What is being asked:
Report each line of the records below that contains the string "advertising", copying every such line in full.

Information supplied:
================
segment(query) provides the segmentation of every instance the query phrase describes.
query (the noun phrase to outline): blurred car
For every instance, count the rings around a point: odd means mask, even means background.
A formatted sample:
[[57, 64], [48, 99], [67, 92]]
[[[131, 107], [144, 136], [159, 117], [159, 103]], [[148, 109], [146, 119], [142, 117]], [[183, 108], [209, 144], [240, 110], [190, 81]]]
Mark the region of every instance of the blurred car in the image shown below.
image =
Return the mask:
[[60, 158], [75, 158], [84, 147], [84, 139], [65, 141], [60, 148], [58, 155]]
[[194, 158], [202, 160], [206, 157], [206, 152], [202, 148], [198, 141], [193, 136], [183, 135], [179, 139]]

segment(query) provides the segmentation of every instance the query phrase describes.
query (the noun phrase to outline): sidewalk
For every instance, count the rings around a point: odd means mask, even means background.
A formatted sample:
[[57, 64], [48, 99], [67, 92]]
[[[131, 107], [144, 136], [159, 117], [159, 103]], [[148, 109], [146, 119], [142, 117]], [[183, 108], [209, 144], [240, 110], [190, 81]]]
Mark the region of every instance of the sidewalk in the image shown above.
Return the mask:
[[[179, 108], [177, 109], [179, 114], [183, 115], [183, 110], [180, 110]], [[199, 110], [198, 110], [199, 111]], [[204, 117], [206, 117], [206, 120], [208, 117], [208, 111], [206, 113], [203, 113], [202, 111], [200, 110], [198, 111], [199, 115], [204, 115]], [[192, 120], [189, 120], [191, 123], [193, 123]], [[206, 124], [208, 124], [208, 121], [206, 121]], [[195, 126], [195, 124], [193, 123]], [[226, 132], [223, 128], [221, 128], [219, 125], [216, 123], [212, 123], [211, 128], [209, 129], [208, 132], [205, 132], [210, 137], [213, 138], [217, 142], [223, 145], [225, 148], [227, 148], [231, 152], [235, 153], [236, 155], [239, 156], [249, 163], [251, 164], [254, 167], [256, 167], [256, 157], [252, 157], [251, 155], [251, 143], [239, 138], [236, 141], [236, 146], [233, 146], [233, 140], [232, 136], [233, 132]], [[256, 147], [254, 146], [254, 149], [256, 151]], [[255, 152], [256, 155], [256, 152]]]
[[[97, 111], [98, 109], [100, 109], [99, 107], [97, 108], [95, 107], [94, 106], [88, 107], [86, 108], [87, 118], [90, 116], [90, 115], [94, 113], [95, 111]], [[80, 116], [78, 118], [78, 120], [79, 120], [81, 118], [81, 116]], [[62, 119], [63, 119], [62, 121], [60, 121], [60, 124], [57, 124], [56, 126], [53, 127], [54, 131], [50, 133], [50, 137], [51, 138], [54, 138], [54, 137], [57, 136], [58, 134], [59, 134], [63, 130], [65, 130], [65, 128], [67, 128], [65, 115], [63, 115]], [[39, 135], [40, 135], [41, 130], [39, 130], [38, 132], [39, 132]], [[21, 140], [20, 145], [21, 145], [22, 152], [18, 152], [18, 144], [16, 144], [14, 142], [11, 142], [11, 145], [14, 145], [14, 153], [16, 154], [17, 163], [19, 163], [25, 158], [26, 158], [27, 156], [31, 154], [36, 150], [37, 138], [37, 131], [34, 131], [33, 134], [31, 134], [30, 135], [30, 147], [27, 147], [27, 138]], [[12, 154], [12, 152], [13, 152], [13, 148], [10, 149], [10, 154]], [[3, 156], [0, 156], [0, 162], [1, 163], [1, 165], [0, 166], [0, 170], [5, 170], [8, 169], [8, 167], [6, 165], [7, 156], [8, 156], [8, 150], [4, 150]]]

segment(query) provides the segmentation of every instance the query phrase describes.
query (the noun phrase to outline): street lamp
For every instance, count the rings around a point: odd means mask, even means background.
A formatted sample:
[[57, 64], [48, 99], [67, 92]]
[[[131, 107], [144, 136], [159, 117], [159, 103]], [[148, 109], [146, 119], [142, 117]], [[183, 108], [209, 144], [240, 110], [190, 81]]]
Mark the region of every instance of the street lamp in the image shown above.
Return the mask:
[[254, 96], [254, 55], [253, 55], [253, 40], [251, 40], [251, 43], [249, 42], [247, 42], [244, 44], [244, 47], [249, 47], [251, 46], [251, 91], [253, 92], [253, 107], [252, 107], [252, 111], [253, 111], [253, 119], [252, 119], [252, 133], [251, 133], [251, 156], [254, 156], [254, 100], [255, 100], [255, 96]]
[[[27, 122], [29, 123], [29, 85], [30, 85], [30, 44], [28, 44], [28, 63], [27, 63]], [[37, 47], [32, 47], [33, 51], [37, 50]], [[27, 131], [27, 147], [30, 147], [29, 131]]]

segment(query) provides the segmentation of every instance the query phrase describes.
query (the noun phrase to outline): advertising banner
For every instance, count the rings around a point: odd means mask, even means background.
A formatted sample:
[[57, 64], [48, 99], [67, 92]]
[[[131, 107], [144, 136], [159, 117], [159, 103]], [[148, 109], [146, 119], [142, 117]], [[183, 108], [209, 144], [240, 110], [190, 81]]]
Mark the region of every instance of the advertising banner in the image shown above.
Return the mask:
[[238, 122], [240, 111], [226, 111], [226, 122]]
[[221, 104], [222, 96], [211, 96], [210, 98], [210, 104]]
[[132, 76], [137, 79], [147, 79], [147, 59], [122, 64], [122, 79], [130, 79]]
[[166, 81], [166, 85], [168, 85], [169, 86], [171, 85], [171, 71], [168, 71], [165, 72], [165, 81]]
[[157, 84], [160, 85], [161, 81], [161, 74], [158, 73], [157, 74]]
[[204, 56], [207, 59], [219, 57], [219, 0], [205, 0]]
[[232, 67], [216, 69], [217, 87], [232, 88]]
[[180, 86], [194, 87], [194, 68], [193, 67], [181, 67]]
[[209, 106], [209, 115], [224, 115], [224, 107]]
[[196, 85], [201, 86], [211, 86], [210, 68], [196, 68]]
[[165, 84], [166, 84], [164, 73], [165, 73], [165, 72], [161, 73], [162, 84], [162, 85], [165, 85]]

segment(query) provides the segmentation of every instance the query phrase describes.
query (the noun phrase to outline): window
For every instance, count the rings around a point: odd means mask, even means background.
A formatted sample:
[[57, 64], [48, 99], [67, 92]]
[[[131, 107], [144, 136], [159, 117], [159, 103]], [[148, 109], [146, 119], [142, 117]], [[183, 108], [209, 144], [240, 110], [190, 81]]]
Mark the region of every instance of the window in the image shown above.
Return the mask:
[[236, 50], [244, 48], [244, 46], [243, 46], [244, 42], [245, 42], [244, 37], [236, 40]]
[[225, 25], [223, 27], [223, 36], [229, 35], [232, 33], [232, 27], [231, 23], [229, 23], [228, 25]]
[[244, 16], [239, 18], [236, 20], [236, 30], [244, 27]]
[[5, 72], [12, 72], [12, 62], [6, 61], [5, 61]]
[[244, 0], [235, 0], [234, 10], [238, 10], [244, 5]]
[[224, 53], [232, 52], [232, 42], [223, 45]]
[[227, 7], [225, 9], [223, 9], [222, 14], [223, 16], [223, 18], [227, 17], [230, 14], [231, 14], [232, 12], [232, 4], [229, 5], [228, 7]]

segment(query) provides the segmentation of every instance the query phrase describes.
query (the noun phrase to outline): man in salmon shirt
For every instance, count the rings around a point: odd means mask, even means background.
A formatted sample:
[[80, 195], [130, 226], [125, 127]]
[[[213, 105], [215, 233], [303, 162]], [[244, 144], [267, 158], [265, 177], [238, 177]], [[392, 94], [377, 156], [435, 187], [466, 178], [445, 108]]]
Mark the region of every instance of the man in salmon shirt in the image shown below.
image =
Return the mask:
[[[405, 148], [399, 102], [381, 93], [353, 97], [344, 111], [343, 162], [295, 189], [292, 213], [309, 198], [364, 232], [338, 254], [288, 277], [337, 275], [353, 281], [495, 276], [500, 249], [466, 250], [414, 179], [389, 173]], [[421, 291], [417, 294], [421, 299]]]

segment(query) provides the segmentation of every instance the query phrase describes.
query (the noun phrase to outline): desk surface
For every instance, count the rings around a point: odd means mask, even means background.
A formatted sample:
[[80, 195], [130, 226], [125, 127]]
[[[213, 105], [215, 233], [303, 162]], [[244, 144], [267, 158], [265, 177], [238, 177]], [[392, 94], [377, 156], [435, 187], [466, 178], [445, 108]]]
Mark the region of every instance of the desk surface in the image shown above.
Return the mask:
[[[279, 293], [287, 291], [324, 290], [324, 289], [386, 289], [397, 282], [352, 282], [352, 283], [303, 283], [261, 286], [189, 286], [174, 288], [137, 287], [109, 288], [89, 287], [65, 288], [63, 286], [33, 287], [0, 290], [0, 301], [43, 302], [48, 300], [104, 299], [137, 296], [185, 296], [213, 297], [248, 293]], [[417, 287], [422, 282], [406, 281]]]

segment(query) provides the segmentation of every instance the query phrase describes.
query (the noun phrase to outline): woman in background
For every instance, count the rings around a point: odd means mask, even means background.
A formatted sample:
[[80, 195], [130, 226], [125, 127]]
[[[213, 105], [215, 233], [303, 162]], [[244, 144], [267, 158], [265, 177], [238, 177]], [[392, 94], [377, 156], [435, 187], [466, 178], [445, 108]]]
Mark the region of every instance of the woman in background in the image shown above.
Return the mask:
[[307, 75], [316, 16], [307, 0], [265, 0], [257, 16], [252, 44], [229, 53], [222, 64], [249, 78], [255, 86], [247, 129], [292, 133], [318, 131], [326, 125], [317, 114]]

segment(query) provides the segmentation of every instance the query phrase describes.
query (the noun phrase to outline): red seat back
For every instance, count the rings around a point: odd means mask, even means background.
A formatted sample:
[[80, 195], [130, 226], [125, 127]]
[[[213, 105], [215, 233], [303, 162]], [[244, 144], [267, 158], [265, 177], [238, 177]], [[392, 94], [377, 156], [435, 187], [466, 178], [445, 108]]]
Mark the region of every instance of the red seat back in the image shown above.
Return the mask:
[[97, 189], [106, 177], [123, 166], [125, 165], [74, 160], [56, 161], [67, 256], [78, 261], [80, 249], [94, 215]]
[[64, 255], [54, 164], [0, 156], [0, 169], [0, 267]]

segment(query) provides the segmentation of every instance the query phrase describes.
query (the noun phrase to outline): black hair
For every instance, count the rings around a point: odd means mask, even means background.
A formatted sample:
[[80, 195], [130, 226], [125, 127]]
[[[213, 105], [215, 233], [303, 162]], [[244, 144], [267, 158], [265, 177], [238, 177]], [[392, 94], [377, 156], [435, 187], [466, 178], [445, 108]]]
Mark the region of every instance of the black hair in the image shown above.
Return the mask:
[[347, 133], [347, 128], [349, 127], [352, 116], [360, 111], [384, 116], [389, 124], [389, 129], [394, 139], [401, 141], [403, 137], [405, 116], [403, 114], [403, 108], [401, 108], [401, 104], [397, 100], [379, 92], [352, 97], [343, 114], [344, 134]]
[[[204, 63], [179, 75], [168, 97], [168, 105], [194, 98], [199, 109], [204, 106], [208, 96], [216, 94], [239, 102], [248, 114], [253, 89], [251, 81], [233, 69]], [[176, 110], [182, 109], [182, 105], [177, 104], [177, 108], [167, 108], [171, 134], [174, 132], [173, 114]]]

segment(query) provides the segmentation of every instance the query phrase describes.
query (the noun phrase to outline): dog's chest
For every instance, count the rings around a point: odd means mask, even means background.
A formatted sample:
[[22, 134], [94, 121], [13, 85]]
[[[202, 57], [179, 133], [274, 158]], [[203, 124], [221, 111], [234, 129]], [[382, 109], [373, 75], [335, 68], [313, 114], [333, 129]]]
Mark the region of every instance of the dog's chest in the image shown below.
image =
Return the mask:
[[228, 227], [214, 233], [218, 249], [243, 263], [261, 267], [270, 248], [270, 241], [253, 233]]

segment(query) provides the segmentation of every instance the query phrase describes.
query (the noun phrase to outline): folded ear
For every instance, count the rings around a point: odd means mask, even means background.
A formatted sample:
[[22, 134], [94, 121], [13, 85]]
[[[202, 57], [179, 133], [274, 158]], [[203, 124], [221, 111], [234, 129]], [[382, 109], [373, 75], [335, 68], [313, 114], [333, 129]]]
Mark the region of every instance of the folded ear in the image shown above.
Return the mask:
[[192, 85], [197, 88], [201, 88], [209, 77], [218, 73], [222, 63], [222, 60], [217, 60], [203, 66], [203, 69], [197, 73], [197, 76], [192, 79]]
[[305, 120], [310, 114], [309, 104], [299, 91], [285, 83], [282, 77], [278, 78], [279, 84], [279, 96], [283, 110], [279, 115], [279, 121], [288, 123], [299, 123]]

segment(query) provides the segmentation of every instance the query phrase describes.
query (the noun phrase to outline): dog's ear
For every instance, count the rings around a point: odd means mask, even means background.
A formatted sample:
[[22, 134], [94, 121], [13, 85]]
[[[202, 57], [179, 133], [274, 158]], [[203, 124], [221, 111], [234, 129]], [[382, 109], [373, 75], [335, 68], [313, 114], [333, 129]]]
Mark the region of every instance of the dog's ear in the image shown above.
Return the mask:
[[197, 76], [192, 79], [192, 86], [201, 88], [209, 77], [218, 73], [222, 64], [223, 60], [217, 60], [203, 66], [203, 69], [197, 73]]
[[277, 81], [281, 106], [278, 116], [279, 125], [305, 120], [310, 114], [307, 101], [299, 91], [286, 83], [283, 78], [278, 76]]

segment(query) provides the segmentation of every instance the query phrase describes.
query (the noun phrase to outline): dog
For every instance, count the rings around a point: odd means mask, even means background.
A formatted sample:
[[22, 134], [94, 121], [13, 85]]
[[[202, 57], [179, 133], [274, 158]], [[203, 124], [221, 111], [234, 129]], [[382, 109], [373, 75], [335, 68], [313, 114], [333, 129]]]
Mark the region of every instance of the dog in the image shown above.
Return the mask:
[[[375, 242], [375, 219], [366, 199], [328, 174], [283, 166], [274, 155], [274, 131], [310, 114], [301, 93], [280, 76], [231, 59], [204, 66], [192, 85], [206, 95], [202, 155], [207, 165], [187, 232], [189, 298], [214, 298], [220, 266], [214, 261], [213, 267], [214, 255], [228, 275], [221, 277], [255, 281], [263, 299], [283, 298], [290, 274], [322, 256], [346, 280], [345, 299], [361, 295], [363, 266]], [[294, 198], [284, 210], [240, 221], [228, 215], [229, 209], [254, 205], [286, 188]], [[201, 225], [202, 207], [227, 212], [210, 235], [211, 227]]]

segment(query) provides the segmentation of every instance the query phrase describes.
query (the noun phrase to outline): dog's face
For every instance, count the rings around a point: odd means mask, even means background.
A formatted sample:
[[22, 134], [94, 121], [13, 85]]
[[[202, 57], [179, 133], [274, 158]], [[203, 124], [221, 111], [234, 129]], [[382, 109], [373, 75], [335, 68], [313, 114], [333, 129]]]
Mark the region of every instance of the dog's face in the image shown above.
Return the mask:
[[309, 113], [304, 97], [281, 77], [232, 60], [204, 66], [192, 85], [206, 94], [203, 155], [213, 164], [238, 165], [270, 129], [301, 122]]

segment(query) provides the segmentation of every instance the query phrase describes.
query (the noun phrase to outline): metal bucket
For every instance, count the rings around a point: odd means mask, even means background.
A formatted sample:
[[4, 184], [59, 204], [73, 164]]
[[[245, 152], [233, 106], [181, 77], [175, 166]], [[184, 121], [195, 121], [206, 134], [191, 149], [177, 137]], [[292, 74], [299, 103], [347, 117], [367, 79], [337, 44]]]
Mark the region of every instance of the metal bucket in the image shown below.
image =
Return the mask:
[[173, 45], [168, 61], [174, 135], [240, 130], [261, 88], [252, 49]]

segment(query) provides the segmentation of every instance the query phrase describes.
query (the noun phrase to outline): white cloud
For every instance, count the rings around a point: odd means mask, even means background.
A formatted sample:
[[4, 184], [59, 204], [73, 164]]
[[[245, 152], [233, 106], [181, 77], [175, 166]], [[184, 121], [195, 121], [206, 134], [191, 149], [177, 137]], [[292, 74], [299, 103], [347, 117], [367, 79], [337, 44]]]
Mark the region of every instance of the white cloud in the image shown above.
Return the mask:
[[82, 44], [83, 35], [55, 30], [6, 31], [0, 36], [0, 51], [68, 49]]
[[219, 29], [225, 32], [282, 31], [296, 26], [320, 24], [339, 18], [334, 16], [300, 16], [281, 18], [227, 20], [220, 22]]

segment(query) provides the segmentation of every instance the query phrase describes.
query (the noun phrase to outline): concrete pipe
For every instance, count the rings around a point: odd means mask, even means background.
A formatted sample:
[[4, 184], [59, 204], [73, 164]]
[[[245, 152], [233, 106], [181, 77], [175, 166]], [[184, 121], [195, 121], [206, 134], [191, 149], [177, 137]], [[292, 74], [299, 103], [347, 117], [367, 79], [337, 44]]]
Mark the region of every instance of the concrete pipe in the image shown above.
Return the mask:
================
Result below:
query (the noun phrase to outline): advertising banner
Mark the region of every instance of the advertising banner in the image shown above.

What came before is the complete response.